- **RECORDS SUPPLIED**
+ + + + + + +
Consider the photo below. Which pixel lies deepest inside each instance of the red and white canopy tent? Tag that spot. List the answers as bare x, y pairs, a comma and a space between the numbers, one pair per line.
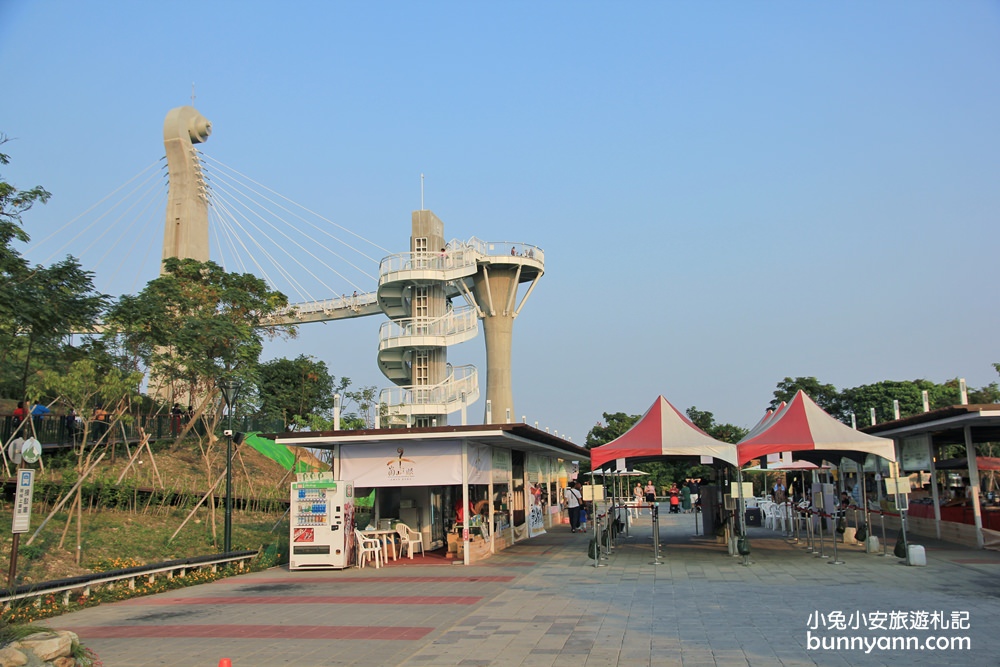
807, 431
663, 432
+ + + + + + +
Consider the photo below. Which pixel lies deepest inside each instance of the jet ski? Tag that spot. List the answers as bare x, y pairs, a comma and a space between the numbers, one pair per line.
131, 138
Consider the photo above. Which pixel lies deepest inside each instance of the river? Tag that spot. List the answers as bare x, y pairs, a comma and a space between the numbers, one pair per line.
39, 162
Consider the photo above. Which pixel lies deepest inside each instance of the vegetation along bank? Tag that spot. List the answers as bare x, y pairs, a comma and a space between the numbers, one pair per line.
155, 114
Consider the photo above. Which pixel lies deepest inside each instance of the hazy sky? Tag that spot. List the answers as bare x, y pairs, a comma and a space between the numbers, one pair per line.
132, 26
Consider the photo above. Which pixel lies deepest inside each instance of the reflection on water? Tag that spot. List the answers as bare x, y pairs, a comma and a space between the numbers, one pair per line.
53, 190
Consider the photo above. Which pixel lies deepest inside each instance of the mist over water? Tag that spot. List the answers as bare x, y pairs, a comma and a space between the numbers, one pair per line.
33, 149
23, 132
+ + + + + + +
- **TASK BRIEF**
Return each line from the rows above that contains the string "below".

- **EXERCISE OUTPUT**
Consider the photo below. Which pixel lies deepest inside each instance of the red and white canopy tent? Tag that spot. List the answers as bare x, y pairs, a comma and a space between the numbers, one pair per line.
Consider the photo below. Which pixel lies deepest inside each instance of the jet ski? Tag that spot. List the answers as bare x, y pairs, a comma and a space between the numbers, one pair per line.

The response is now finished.